> [Stated exercise a]
In the cluster creation notes, what CLI flag is given as an example for a continuation run?

Third-level thinking: ok, we can explicitly ignore the user-given config, emit a clear warning message, and move on with the Nth create operation on the same cluster; trying to inform the admin via log messages that we just ignored the config they provided.

Fourth-level thinking: but this kind of fallback would be too magic -- we'd be ignoring the user-given config file (or parts of it!) w/o providing a clear signal. No, this must lead to non-zero exit of the current create operation.

Fifth-level thinking: this means the same command run twice (unaltered) can't just magically do the right thing in an idempotent fashion. There's a logical conflict here. Even with proper config upgrade mechanism we should not magically switch between 'initial create' and 'config upgrade'.

What's the value of the idempotency constraint? I think we have to see that it is a little ignorant -- because we have to think about every aspect of the cluster configuration when discussing idempotency or "continuation" of a previous partial create.

Long term: we need to introduce proper cluster config diff and mutation design

We could specify "well" what it means to overwrite the config (and apply all changes). That could resolve this conflict. Each create operation could simply set the current config, including key material. That sounds like a big, interesting project for later. When done properly that does, for example, require to do key rotation in the API proxies w/o downtime.

But note: even with proper config upgrade mechanism we should not magically switch between 'initial create' and 'config upgrade'. That must be an explicit user choice.

Short term: idempotency for cloud infra, pragmatic explicit continuation mode for k8s cluster

We could make the the idempotency constraint a little weaker, and apply it only to the cloud infrastructure setup before doing k8s cluster interaction. I think this would be pragmatic and valuable! That is: implicit continuation, actual idempotency when we talk about cloud infra, not about the k8s cluster state itself.

How to distinguish those cases? We could, in the beginning of the create operation, check if a corresponding k8s/EKS cluster already exists (not limiting the search to the region specified via config file, but across all regions).

Question: do we allow for the same Opstrace cluster name to be re-used across regions in the same cloud account? No. (for now, to have something to base decisions on -- but probably forever; that's just too confusing). (already used elsewhere, but need to write down)

If we do not find such a k8s cluster

Simply continue -- with key material regeneration :) -- and cloud infra creation (in an idempotent fashion, i.e. this will automatically pick up where previously left off).

If we find such a k8s cluster

If it does not have a controller deployment and no Opstrace-specific config map set:

Continue. There's no conflict here (again: idempotency).

If it has a controller deployment and any config map set

Then we should abort, exit non-zero; saying that we don't yet have a config-diff-upgrade mechanism.

Then offer a continuation run with a CLI flag (e.g. --continue) that will then move past this point.

> [Stated exercise b]
Please extract every line of the entries that contains the word "woman".

> [Supplied records]

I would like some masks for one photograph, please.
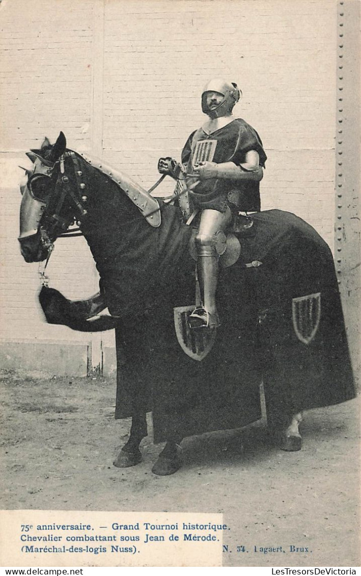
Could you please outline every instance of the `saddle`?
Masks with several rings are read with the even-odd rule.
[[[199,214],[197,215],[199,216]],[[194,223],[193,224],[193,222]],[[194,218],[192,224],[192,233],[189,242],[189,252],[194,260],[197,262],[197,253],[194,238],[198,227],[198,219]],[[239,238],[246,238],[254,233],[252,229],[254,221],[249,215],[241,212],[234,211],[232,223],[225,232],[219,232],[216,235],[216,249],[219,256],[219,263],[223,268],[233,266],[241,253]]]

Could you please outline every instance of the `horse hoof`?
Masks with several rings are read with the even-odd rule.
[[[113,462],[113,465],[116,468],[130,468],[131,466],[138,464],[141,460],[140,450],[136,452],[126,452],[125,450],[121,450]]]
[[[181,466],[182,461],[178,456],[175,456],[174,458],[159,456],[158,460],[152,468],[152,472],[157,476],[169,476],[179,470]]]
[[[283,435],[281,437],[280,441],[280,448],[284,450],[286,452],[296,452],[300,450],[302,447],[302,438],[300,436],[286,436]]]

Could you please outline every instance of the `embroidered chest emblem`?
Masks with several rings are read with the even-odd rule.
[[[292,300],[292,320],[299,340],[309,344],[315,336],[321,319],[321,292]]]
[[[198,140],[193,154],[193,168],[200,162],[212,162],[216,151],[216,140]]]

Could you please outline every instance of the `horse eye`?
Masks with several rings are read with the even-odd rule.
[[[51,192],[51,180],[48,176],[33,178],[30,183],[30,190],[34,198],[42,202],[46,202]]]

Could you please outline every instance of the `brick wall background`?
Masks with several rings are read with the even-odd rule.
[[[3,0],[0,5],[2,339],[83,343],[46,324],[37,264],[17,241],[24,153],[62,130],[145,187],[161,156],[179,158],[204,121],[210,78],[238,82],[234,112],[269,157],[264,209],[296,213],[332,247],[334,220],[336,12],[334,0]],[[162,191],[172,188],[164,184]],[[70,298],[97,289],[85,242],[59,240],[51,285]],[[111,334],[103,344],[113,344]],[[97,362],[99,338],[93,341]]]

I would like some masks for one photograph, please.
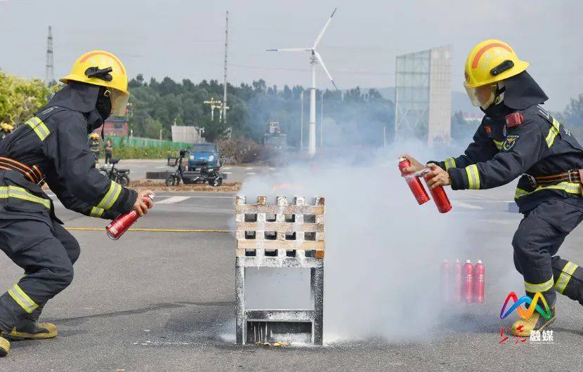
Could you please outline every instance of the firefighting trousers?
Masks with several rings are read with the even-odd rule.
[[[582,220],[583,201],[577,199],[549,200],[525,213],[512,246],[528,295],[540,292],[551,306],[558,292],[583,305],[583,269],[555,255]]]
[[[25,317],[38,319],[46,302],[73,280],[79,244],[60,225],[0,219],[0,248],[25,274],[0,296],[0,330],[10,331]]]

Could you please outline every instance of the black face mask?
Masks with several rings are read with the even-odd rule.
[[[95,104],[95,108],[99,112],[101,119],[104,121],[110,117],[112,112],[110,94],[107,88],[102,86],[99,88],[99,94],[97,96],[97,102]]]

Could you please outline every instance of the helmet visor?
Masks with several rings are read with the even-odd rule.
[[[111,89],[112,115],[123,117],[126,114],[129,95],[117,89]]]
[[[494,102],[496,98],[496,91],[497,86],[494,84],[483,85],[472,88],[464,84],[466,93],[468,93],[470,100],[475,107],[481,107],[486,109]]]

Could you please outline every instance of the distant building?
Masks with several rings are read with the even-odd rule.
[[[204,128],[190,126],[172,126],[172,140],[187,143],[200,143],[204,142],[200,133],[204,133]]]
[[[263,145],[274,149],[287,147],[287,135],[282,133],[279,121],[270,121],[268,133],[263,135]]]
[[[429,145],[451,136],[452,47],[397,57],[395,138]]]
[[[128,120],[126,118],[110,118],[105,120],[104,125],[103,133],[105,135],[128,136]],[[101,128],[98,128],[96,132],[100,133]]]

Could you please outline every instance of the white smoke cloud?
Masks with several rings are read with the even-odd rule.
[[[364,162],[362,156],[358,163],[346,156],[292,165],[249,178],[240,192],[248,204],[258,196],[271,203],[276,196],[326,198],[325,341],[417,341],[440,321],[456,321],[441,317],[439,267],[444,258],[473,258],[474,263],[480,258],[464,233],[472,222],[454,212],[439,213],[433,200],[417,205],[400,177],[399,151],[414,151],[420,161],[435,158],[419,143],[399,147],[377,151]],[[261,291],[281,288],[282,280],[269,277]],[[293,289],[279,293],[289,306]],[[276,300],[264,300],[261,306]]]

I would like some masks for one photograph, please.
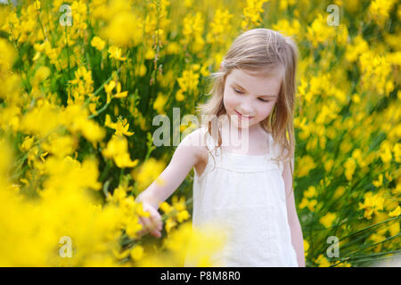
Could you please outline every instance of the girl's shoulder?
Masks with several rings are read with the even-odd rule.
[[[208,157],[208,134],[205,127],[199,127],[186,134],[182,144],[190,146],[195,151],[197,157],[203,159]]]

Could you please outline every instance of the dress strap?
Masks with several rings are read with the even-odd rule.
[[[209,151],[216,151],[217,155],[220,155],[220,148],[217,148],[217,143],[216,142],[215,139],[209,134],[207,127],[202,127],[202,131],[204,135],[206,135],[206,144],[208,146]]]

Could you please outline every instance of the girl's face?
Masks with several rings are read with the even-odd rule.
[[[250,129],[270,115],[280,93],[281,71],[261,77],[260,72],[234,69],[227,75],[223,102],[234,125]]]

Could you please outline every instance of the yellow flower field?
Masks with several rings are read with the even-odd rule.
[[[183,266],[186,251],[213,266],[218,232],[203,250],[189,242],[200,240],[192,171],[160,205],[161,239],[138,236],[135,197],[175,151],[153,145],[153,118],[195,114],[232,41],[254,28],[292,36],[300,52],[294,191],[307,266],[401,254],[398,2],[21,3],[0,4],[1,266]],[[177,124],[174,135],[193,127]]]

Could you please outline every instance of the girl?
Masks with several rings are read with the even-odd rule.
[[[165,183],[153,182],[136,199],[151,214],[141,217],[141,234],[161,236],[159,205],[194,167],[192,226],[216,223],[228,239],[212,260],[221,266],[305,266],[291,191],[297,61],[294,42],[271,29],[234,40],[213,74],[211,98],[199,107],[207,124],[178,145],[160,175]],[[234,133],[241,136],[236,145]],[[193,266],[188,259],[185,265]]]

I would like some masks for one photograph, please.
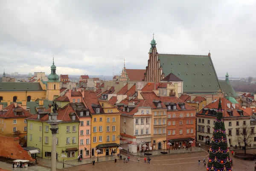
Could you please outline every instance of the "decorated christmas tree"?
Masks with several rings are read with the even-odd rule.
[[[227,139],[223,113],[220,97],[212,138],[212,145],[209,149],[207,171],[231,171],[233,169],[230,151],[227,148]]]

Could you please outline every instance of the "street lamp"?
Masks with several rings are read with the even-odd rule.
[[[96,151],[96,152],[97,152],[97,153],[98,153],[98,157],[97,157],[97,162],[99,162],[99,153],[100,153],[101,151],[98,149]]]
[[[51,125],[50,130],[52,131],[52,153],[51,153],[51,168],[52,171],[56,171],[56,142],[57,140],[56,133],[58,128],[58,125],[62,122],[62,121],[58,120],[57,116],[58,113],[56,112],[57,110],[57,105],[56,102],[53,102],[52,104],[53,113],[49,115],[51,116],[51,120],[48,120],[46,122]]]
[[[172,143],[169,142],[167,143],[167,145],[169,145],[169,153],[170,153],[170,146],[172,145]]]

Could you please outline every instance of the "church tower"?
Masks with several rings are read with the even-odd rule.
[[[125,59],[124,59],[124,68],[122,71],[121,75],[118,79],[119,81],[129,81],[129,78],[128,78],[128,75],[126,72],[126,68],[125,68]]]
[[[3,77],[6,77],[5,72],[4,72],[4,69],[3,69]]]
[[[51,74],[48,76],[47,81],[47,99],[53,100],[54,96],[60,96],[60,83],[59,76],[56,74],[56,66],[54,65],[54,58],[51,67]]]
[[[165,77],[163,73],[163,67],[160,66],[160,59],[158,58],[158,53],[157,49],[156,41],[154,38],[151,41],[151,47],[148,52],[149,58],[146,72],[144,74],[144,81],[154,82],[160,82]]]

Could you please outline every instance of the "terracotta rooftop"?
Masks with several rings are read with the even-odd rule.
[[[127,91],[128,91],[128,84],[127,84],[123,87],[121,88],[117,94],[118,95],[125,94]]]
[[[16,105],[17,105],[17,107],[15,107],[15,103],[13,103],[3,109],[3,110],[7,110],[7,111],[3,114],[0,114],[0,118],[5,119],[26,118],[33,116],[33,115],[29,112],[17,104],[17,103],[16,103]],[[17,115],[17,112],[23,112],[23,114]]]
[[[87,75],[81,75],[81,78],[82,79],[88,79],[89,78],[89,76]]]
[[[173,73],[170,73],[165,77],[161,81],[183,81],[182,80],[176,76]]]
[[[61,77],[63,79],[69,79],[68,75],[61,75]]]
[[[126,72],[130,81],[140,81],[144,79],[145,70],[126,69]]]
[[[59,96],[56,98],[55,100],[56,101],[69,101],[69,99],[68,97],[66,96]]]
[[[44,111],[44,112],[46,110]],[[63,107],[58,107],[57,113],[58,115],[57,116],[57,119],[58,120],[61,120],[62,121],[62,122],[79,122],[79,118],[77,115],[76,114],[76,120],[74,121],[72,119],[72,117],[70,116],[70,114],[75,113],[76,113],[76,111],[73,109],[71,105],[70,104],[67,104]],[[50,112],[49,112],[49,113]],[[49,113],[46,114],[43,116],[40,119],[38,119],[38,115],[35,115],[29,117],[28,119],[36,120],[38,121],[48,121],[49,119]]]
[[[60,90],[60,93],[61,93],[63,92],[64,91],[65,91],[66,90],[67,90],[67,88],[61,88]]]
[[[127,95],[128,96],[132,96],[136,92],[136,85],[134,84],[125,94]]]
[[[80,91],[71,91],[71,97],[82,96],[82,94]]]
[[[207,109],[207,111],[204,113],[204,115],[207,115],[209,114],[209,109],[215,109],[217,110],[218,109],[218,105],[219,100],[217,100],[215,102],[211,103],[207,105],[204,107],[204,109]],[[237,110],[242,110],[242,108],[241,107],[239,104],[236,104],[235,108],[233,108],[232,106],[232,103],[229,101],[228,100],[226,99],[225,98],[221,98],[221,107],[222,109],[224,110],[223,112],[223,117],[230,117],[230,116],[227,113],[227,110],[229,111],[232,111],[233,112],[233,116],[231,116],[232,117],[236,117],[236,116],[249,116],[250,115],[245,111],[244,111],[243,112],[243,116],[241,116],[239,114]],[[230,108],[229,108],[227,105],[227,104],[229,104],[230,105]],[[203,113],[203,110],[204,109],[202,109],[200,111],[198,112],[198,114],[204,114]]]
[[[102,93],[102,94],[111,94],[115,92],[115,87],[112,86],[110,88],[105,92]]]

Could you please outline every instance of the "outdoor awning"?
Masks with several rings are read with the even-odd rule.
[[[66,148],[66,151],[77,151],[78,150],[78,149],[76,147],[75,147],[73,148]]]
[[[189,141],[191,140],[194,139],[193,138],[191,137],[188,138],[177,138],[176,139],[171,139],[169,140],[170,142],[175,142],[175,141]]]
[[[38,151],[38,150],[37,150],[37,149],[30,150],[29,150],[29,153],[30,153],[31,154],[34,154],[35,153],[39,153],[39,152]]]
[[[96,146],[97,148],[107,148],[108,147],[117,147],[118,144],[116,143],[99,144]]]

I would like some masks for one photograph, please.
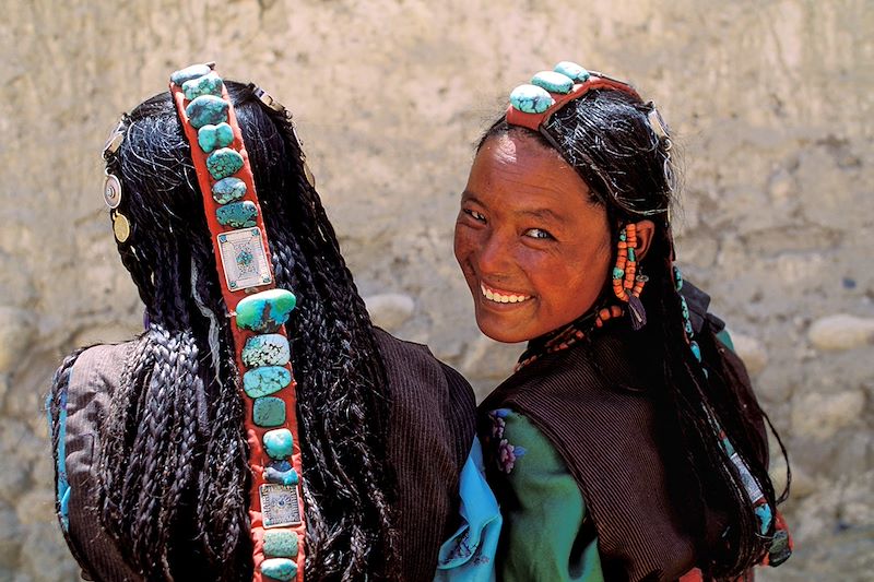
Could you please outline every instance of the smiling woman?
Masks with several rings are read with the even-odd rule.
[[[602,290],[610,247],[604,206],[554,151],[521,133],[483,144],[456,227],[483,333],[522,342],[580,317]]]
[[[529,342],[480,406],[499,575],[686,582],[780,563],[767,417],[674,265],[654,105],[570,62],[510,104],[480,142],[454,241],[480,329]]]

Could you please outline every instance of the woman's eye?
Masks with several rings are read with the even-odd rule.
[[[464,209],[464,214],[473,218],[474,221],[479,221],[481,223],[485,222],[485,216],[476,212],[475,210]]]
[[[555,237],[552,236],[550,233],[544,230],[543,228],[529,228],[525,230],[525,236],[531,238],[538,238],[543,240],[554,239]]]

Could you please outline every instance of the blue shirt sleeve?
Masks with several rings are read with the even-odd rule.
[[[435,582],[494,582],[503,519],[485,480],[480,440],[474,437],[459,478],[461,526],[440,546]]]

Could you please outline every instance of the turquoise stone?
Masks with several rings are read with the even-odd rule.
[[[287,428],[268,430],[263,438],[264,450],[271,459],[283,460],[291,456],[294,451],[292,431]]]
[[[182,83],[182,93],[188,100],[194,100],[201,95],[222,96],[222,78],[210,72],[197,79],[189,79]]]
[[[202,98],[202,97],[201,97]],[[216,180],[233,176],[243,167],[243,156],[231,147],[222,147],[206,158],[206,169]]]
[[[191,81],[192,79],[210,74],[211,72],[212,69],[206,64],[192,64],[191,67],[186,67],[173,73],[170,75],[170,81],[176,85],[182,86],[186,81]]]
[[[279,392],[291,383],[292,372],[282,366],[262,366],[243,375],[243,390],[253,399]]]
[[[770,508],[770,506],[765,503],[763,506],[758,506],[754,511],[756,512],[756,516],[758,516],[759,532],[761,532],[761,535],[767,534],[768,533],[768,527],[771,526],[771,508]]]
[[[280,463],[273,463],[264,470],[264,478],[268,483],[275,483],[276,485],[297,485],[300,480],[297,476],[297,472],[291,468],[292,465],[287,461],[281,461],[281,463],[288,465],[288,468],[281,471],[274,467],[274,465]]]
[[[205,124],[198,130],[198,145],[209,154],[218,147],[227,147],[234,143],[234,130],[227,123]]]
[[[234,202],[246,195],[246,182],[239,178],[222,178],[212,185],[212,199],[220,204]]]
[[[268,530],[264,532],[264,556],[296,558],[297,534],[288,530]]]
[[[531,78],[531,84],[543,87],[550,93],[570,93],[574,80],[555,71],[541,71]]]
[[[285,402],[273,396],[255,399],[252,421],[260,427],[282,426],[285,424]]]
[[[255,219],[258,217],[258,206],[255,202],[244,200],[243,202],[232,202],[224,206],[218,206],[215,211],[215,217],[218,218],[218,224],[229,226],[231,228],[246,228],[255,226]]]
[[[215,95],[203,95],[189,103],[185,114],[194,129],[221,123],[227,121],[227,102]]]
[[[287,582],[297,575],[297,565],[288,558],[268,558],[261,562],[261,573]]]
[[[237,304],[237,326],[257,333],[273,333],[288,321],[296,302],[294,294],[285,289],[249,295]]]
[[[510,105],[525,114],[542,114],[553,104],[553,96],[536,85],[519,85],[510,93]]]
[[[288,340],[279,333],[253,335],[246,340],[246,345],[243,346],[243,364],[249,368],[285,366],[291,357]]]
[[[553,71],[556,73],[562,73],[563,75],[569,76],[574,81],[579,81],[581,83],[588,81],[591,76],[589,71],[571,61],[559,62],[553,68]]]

> [Complete output a]
--continue

> [Complete output b]
Could you please outline every instance of the smiling woman?
Could you please outline every instance of the woman's eye?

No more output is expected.